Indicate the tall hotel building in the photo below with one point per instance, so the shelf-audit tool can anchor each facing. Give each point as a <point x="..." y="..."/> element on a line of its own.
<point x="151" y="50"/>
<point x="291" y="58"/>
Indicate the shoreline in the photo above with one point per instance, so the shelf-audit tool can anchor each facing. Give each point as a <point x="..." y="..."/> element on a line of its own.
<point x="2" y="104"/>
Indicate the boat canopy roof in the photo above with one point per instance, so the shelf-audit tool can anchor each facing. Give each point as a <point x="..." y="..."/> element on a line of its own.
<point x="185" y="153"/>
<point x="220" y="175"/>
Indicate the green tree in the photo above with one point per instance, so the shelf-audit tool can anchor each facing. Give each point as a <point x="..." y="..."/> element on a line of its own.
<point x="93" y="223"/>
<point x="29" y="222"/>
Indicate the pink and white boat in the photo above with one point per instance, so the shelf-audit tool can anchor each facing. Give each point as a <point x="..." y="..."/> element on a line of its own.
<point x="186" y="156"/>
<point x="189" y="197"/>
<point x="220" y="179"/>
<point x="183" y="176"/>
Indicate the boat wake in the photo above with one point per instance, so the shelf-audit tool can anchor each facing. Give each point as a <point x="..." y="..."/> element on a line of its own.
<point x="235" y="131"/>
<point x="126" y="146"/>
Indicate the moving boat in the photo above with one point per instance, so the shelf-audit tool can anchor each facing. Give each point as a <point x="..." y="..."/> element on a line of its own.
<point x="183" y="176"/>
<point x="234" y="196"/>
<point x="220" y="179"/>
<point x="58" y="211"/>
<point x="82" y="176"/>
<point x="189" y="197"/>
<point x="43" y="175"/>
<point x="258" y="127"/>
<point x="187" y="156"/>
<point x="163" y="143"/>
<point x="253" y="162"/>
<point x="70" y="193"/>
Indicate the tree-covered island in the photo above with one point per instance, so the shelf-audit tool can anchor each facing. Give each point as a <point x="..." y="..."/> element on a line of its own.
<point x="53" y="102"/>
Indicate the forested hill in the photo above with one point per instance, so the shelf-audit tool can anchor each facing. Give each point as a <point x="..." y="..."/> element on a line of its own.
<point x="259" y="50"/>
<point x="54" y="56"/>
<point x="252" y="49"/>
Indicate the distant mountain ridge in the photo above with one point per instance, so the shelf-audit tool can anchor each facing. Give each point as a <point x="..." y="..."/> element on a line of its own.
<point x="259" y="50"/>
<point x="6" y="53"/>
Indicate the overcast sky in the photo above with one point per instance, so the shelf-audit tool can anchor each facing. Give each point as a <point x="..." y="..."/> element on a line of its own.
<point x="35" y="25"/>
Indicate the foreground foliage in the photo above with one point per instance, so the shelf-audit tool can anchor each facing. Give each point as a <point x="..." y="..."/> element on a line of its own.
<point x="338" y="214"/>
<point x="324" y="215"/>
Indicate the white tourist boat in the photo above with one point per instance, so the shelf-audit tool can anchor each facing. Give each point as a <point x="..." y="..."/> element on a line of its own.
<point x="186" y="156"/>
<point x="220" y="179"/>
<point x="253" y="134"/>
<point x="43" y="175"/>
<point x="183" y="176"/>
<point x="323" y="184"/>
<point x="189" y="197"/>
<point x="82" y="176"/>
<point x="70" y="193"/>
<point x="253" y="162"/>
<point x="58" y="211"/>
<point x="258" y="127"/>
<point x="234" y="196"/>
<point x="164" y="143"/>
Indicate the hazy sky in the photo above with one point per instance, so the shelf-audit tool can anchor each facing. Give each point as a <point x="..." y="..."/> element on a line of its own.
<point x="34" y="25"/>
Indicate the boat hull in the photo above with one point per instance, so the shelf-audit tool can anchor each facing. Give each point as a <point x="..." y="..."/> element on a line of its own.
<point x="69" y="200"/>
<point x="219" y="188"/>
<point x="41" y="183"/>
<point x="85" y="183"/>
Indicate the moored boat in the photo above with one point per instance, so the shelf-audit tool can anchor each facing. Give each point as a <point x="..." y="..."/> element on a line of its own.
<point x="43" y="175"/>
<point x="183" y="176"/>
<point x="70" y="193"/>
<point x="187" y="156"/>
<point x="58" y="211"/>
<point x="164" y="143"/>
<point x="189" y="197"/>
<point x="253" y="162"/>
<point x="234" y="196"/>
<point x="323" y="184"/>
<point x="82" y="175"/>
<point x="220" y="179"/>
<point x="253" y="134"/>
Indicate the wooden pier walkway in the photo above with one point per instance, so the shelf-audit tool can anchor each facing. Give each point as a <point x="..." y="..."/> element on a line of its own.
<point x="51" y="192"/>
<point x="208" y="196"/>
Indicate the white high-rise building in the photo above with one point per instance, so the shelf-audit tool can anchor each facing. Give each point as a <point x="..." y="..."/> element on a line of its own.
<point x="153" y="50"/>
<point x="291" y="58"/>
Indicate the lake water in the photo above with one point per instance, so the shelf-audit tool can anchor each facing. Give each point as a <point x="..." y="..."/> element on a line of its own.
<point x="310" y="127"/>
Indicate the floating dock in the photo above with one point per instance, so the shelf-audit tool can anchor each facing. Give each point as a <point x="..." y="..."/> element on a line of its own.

Task description: Copy out all of the records above with nothing altered.

Output below:
Indicate the tall hotel building in the photo below with one point per instance, so the shelf-audit tool can anchor each facing. Give each point as a <point x="..." y="..."/> element on a line of its own.
<point x="151" y="50"/>
<point x="291" y="58"/>
Indicate the shoreline in the photo above with one point per instance, so the shelf-audit tool can anchor each facing. Give each point as a <point x="..." y="..."/> element on a line of its own.
<point x="2" y="104"/>
Indicate the boat canopy roof in the photo above with one point per instance, so the shelf-audit tool can anchor each facing. Give each point as a <point x="..." y="..."/> element on a line of its own.
<point x="185" y="153"/>
<point x="220" y="175"/>
Indicate the green tree in the photo above with one point per instance, so the shelf-audit tool can anchor each facing. Give each point as a <point x="..." y="..."/> element on a line of its own.
<point x="93" y="223"/>
<point x="29" y="222"/>
Indicate the pink and white boat in the photo above with one point per instance, so the shelf-audit tool can anchor each facing. Give each point as a <point x="..." y="..."/> element on a line of its own.
<point x="186" y="156"/>
<point x="189" y="197"/>
<point x="220" y="179"/>
<point x="183" y="176"/>
Indicate the boat wake in the photo above with one point per instance, so the shelf-audit tool can anchor each facing. Give each point as a <point x="..." y="..."/> element on a line of its own.
<point x="235" y="131"/>
<point x="126" y="146"/>
Indicate the moving boat in the photo above with one point per instance, so the shelf-audit tool can anchor each facing. Give each point as a <point x="..." y="..."/> element on a line of its own.
<point x="183" y="176"/>
<point x="234" y="196"/>
<point x="220" y="179"/>
<point x="58" y="211"/>
<point x="82" y="176"/>
<point x="189" y="197"/>
<point x="43" y="175"/>
<point x="258" y="127"/>
<point x="187" y="156"/>
<point x="163" y="143"/>
<point x="253" y="162"/>
<point x="70" y="193"/>
Indicate the tree-covered island in the photo above with one point per instance, so the shelf-audit tool can anchor each facing. Give each point as a <point x="..." y="..."/> element on a line of its own.
<point x="53" y="102"/>
Indicate the forested hill in the photo above with one point per instance, so the shelf-audit tool can anchor each facing. Give each point as a <point x="..." y="..."/> element on a line of its own.
<point x="259" y="50"/>
<point x="54" y="56"/>
<point x="252" y="49"/>
Indicate the distant mountain ridge in the photo above with one point per instance, so the shelf-audit tool can anchor each facing. Give each point as a <point x="..." y="..."/> element on a line of its own.
<point x="259" y="50"/>
<point x="6" y="53"/>
Indicate the overcast sky in the photo above with one point per instance, so the shelf-audit tool can anchor each facing. Give each point as a <point x="..." y="..."/> element on a line of its own.
<point x="35" y="25"/>
Indicate the foreground foliage in the photo above with one point per instance, so the shelf-audit tool can anchor each facing. Give each point as a <point x="..." y="..."/> element on a line of its own.
<point x="338" y="214"/>
<point x="324" y="215"/>
Indicate the white tourist boat in the photo above with one point per instance, so the shelf-audit tool can anchor each facing. Give each point as a <point x="..." y="..."/> element on a line of its own.
<point x="186" y="156"/>
<point x="220" y="179"/>
<point x="253" y="134"/>
<point x="43" y="175"/>
<point x="183" y="176"/>
<point x="323" y="184"/>
<point x="189" y="197"/>
<point x="82" y="176"/>
<point x="70" y="193"/>
<point x="253" y="162"/>
<point x="58" y="211"/>
<point x="258" y="127"/>
<point x="234" y="196"/>
<point x="164" y="143"/>
Indicate the hazy sky in the photo above with one point per instance, so the shelf-audit tool can anchor each facing. Give each point as a <point x="..." y="..."/> element on a line of its own.
<point x="34" y="25"/>
Indicate the boat hull in the photo above with one point per instance, so the shelf-audit tool can anchor each facing. Give each point as a <point x="..." y="..."/> element on a line of its own.
<point x="69" y="200"/>
<point x="219" y="188"/>
<point x="41" y="183"/>
<point x="85" y="183"/>
Indicate the moored boat in the photo above with one point per instance, so the shelf-audit tool can anchor each facing. Give each point as a <point x="..." y="..."/> element on a line of its own.
<point x="43" y="175"/>
<point x="183" y="176"/>
<point x="70" y="193"/>
<point x="187" y="156"/>
<point x="58" y="211"/>
<point x="164" y="143"/>
<point x="189" y="197"/>
<point x="253" y="162"/>
<point x="234" y="196"/>
<point x="323" y="184"/>
<point x="82" y="175"/>
<point x="220" y="179"/>
<point x="253" y="134"/>
Indicate the wooden pier walkway in the photo above with one point per instance, so the shelf-audit tool can anchor each facing. Give each point as a <point x="..." y="..."/> element on a line of its own.
<point x="51" y="192"/>
<point x="208" y="196"/>
Indicate the white high-rise building in the photo above with one point per instance, so the shelf-audit tool can anchor each facing. Give each point as a <point x="..." y="..."/> element on a line of its own.
<point x="153" y="50"/>
<point x="291" y="58"/>
Indicate the lake water in the photo above with one point per instance, so the shelf-audit tool can anchor each facing. Give each point as a <point x="..." y="..."/> element on a line of its own.
<point x="310" y="127"/>
Indicate the floating dock in the photo above with one point per instance, so the shelf-audit tool can anchor each facing. Give each point as a <point x="..." y="..."/> element on a line of its own.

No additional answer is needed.